Pull out the rows below, starting with the line that contains "In the photo shown above, find every blue water" and going through the end of the rows, reproducing each one word for word. Leave the pictures out of your answer.

## start DATA SHOWN

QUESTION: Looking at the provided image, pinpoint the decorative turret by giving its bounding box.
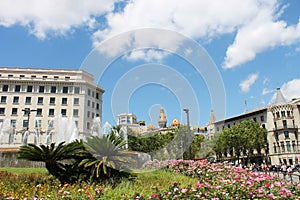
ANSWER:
[275,88,286,104]
[158,107,167,128]
[172,118,180,126]
[208,110,217,124]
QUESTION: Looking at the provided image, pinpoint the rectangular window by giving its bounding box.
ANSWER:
[61,109,67,116]
[36,108,43,116]
[63,87,69,94]
[39,85,45,93]
[286,142,291,152]
[2,85,8,92]
[74,87,80,94]
[23,120,28,128]
[0,108,5,115]
[281,142,285,153]
[27,85,32,92]
[50,97,55,105]
[284,131,290,139]
[48,109,54,116]
[25,97,31,104]
[61,98,68,105]
[51,86,56,93]
[15,85,21,92]
[74,98,79,105]
[1,96,6,103]
[11,108,18,115]
[48,120,53,128]
[10,119,17,128]
[282,120,287,128]
[13,97,19,104]
[292,141,297,152]
[38,97,44,105]
[35,120,42,128]
[73,109,79,117]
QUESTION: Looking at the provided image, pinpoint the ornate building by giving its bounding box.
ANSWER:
[207,88,300,165]
[158,107,167,128]
[0,68,104,146]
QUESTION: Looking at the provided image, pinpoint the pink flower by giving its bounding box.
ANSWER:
[268,193,276,199]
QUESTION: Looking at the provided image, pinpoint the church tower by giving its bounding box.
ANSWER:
[158,107,167,128]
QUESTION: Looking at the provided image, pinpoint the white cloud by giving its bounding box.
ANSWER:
[240,73,258,92]
[261,88,275,95]
[0,0,114,39]
[269,79,300,104]
[0,0,300,69]
[124,49,168,62]
[281,79,300,100]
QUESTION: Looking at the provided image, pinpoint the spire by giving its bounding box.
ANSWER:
[208,110,217,124]
[275,88,286,104]
[158,107,167,128]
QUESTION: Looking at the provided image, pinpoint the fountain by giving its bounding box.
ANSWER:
[91,117,102,137]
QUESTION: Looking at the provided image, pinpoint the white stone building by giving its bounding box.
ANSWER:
[0,67,104,146]
[207,88,300,165]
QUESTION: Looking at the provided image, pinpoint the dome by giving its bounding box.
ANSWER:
[148,123,155,130]
[172,118,180,126]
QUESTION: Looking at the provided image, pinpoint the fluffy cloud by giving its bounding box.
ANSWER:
[240,73,258,92]
[269,79,300,104]
[0,0,300,69]
[281,79,300,100]
[0,0,114,39]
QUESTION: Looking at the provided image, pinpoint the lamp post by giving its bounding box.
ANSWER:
[22,108,37,131]
[183,108,192,160]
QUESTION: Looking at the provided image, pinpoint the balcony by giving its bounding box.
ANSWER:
[273,125,298,131]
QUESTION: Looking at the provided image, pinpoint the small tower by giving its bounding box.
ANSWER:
[158,107,167,128]
[275,88,286,104]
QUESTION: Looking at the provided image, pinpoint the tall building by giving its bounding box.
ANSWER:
[158,107,167,128]
[207,88,300,165]
[0,67,104,147]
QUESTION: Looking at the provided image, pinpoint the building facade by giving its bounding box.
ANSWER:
[0,67,104,147]
[207,88,300,165]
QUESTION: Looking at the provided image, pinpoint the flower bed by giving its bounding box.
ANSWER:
[145,160,300,200]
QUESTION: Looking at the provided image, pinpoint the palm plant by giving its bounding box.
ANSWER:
[79,134,130,180]
[17,140,88,183]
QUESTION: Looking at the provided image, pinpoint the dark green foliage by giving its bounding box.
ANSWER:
[214,120,267,161]
[17,134,129,183]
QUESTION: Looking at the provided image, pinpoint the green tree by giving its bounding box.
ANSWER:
[17,140,87,183]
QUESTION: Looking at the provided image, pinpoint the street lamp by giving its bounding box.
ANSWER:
[183,108,192,160]
[22,108,37,131]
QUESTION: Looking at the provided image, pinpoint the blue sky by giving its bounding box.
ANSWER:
[0,0,300,125]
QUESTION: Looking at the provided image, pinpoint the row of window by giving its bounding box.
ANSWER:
[0,108,99,119]
[0,96,100,110]
[0,74,71,80]
[273,141,298,153]
[275,131,298,140]
[2,85,99,99]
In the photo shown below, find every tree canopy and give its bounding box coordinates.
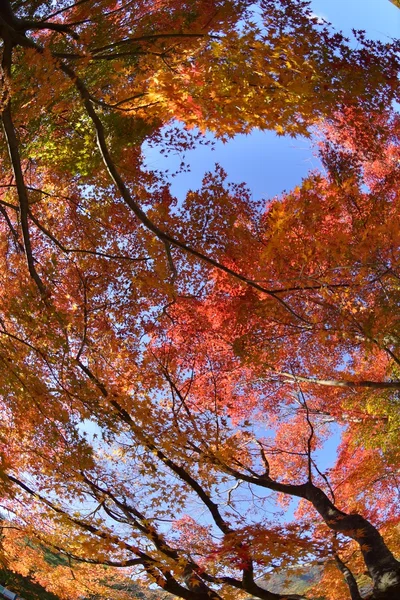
[0,0,400,600]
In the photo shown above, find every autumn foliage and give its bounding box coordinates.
[0,0,400,600]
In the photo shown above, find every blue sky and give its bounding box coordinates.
[146,0,400,204]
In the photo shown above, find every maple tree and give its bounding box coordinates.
[0,0,400,600]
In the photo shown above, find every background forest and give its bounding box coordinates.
[0,0,400,600]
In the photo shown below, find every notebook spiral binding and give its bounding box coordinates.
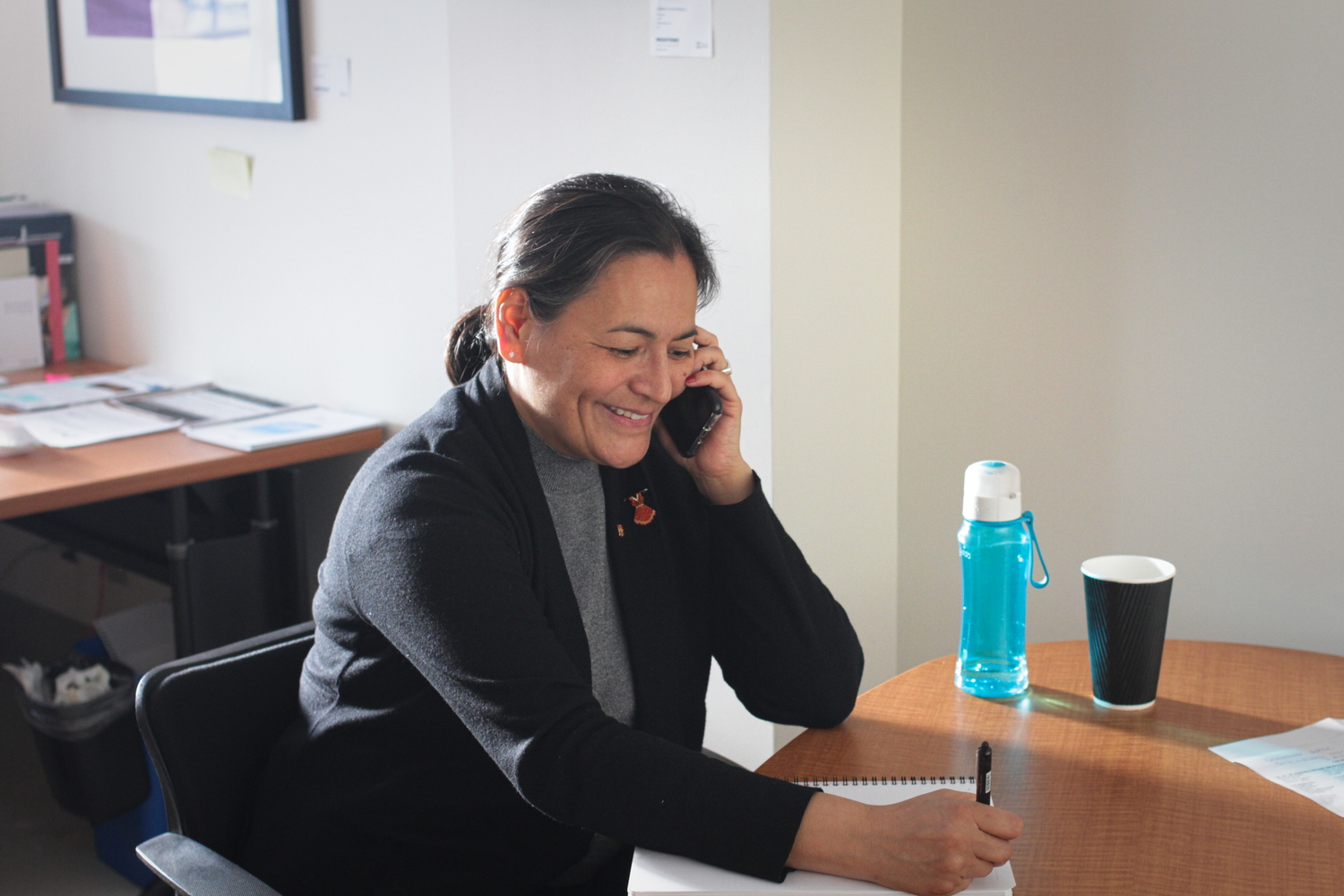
[789,775,976,788]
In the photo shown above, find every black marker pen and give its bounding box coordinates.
[976,740,995,806]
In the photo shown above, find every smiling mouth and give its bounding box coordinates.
[602,404,650,422]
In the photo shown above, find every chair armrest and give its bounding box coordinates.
[136,834,280,896]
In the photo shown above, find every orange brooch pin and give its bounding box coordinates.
[629,492,658,525]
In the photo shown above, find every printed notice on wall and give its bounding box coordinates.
[650,0,714,59]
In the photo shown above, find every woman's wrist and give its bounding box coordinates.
[788,793,867,877]
[693,461,755,506]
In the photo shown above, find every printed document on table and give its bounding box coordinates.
[1210,719,1344,815]
[0,366,206,411]
[121,385,293,425]
[19,401,180,447]
[182,407,383,452]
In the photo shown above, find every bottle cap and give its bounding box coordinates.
[961,461,1021,522]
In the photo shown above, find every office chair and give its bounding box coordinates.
[136,622,314,896]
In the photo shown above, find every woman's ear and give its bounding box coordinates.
[495,286,532,364]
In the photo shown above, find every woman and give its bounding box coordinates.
[247,175,1007,896]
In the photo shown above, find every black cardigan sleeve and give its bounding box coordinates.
[332,452,823,880]
[703,479,863,728]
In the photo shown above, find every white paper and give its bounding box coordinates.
[650,0,714,59]
[0,275,43,371]
[628,782,1018,896]
[183,407,382,452]
[1210,719,1344,815]
[0,366,206,411]
[19,401,179,447]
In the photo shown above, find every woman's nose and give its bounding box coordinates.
[631,356,675,404]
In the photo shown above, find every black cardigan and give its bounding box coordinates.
[246,363,863,896]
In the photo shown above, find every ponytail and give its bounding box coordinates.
[444,175,719,385]
[444,302,495,385]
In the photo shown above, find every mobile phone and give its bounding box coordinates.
[659,385,723,457]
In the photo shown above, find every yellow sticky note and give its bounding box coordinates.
[210,146,252,199]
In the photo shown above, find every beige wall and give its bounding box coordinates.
[898,0,1344,668]
[771,0,900,730]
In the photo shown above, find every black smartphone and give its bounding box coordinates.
[659,385,723,457]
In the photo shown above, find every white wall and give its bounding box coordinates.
[0,0,456,423]
[900,0,1344,668]
[0,0,771,764]
[771,0,902,740]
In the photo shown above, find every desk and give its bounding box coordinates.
[0,360,383,656]
[761,641,1344,896]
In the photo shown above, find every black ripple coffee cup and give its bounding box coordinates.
[1083,555,1176,710]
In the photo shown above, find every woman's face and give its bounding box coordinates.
[496,253,698,468]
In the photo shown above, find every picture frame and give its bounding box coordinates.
[47,0,306,121]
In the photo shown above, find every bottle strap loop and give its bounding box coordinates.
[1021,511,1050,589]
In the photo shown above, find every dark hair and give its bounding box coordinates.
[445,175,719,383]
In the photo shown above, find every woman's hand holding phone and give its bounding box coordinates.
[658,326,755,504]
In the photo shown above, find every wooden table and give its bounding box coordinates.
[0,360,383,520]
[0,360,383,656]
[761,641,1344,896]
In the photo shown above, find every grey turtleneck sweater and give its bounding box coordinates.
[524,425,634,887]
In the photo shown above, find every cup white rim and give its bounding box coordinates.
[1081,554,1176,584]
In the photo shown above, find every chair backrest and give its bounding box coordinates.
[136,622,314,860]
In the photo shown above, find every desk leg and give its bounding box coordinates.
[168,485,196,657]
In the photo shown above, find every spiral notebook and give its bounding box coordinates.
[629,778,1018,896]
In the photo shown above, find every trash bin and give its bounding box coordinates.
[18,657,150,825]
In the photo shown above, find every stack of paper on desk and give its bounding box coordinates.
[19,401,182,447]
[0,366,204,411]
[629,778,1018,896]
[182,407,383,452]
[121,385,295,426]
[1210,719,1344,815]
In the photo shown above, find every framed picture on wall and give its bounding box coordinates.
[47,0,304,121]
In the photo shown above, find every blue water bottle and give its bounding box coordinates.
[957,461,1050,697]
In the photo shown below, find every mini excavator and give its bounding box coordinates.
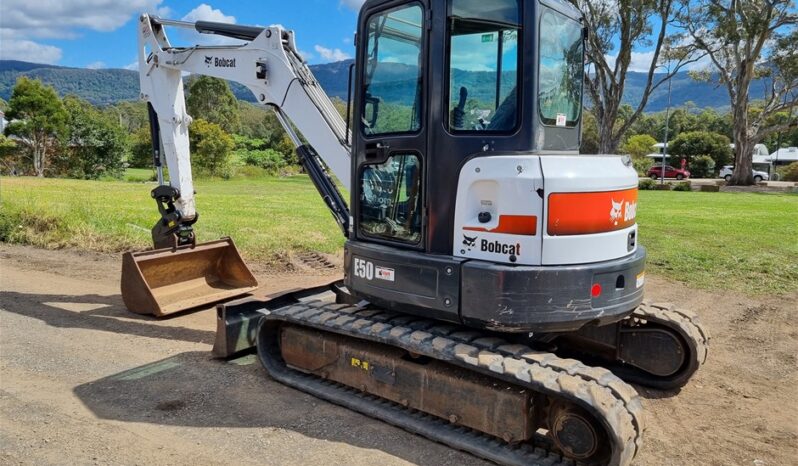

## end DATA SHOWN

• RESPONSE
In the photo shown above, find every blue water bottle and give its bounding box coordinates.
[957,461,1050,697]
In the photo shown below, find every mini excavator and give its bounding box coordinates.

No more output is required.